▶ _Task details_:
Set down each entry from the block beneath, exactly as written.

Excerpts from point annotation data
+ + +
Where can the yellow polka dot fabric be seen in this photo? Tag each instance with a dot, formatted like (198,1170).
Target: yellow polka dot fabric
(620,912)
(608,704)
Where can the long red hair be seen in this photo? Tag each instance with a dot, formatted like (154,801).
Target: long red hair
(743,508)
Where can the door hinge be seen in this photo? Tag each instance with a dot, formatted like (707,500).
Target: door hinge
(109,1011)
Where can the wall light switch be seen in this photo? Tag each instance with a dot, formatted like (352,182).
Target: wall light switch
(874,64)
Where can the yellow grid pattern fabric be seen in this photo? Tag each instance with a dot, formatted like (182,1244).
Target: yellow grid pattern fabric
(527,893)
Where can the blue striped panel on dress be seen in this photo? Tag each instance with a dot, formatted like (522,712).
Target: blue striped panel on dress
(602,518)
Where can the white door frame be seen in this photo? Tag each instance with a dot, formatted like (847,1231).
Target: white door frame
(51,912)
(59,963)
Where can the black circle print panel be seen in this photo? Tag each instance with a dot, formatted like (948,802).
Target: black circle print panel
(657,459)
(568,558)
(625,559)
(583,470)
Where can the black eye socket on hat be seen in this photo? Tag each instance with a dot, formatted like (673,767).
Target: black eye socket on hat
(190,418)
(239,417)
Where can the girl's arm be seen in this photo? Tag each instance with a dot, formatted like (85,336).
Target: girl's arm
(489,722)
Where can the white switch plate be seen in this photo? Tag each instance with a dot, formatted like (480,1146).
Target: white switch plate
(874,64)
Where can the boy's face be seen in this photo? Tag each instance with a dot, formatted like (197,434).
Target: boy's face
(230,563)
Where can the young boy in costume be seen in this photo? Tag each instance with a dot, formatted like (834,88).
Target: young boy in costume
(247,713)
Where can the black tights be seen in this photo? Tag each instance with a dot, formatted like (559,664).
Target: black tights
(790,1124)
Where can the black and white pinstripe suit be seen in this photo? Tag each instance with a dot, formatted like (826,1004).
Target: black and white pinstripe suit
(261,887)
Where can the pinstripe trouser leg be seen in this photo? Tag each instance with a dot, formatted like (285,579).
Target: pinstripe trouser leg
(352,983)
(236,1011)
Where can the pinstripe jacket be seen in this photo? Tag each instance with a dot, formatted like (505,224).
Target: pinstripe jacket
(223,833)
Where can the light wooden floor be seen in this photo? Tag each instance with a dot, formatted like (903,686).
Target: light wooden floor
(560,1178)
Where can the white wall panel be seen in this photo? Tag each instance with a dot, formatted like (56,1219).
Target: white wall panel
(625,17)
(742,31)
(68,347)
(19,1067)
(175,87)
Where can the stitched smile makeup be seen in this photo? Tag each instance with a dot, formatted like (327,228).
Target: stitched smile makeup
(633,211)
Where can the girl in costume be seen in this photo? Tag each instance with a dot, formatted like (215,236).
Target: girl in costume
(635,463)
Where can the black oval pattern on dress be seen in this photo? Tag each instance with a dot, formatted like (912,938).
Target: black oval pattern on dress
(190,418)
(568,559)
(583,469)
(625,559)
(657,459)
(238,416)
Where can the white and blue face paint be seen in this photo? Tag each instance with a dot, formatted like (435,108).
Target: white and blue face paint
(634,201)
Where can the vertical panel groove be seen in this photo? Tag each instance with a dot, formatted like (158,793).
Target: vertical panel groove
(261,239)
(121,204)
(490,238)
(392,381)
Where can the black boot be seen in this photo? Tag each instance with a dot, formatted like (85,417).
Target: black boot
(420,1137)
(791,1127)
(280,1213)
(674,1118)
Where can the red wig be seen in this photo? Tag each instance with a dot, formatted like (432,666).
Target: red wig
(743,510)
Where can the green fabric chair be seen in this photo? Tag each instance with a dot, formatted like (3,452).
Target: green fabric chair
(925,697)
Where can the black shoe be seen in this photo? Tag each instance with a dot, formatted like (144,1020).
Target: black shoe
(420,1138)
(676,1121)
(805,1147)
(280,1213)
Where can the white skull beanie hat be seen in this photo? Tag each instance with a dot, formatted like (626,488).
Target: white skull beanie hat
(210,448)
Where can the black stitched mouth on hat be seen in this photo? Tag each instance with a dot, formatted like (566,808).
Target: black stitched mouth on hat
+ + +
▶ _Solution for this exercise_:
Where can the yellow polka dot fabric be seen in this photo? Tag each instance with a dot, formatted like (198,1170).
Target: yellow polka dot fabric
(620,912)
(608,704)
Where can the long red hair be seen in this photo? Tag each instance with a dot, formatted like (154,801).
Target: long red hair
(743,508)
Where can the door hinge be seen in this photo? Tag each instance with a dot, formatted like (707,500).
Target: door hinge
(109,1011)
Where can the wall light switch be seen in this photo? Tag each instance with a dot, formatted like (352,182).
Target: wall light switch
(874,64)
Where can the yellow grid pattern fabric be seen in this photo? Tag each instance with a dot, formatted like (182,1244).
Target: yellow grid pattern fabric
(527,893)
Where can the blue striped panel on dress be seen in this photo? Tag each instance with a dot, formatted like (522,712).
Target: blue striped panel on dress
(602,518)
Where can the white door frame be seen in this photo? Tag each instance with a dot, formatted like (847,1231).
Target: white door frame
(51,912)
(59,963)
Where can the black circle print panel be seen in this photo? Tag each instance with a dot, formatted like (948,802).
Target: black circle print panel
(657,459)
(568,558)
(625,559)
(583,470)
Where can the black eye socket on hat be seen in this photo? Tag each instance with a dot, formatted like (673,767).
Target: black eye socket on hat
(190,418)
(239,417)
Where can the girl's arm be seen in this photo? Tag each instance with a dot, formatted like (85,336).
Target: girl's arm
(489,722)
Where can the white switch plate be seen in this photo? Tag each instance with a dot, formatted like (480,1146).
Target: white switch plate
(874,64)
Where can the boy's face be seen in this photo? Tag each instance with a dot, formatted like (197,434).
Target: boy's face
(230,563)
Where can the young boy in costume be seen in this photo? Tag each instance with a dot, formatted like (834,88).
Target: young boy in costume
(247,713)
Where can the black tights be seen in this photo? Tag each instance with a dot, formatted like (559,664).
Target: black tights
(790,1124)
Where can the black and white pinstripe suit be seen in this photo? Tag each instance with a dot, formatted like (826,1004).
Target: black and white pinstripe suit
(261,887)
Where can the pinstripe trouser leg be seen in this photo? Tag each instance with a dot, formatted like (285,579).
Target: pinstripe trouser leg
(352,983)
(236,1011)
Where can the pinstripe jacket be seen in this photo? Tag each instance with a dot, formatted like (505,224).
Target: pinstripe jacket
(223,833)
Where can the light wooden floor be seen in this photo? Tag each instance with a dot, formatted like (903,686).
Target: light wooden floor
(560,1178)
Where can the white wall panel be seen in this photo? Tag each instance with a dot, formatted like (56,1219).
Target: white wall panel
(625,17)
(742,31)
(68,347)
(19,1067)
(175,87)
Where can the stitched smile makeup be seen in this photo? Tag each instance with a dot, formatted like (327,228).
Target: stitched smile makeup
(633,211)
Where can the girl in costume be seen in this photo? Tag each instance with a dot, formatted like (215,236).
Target: girl in costume
(635,463)
Where can the black oval pattern on dress be seen in this photo? Tag each instance with a dot, formatted like (912,938).
Target: black oval pattern on dress
(190,418)
(568,559)
(583,469)
(625,559)
(657,459)
(238,416)
Where can the white and blue face paint be seen in this photo? Tag each instance with a dot, formatted like (435,108).
Target: white and blue face paint
(634,201)
Where can the vertical panel groove be seen in this photo? Tag each instance with a dot, formatted like (158,793).
Target: vertical panel groove
(261,239)
(121,204)
(490,238)
(392,381)
Where can the black boot be seen in this photo? Tag each instance with a dot, formatted like (85,417).
Target: black boot
(420,1137)
(791,1127)
(280,1213)
(674,1118)
Where can the red wig be seen in this photo? Tag each instance with a dot, formatted like (432,666).
Target: red wig
(743,510)
Where can the green fabric chair be seen in this photo? Tag each instance with a dot, formatted like (3,452).
Target: green fabric chair
(925,697)
Where can the black shoe be seen in this photo? Tag each instance with a dot, formatted like (144,1020).
Target: black shoe
(420,1138)
(676,1121)
(805,1147)
(280,1213)
Where can the white skull beanie hat be seen in this photo? Tag each instance with a dot, formatted like (626,488).
Target: white skull beanie hat
(210,448)
Where can the black stitched mouth on hat be seen in this photo? Tag each instance with a dot, formatted like (566,808).
Target: black stitched mouth on hat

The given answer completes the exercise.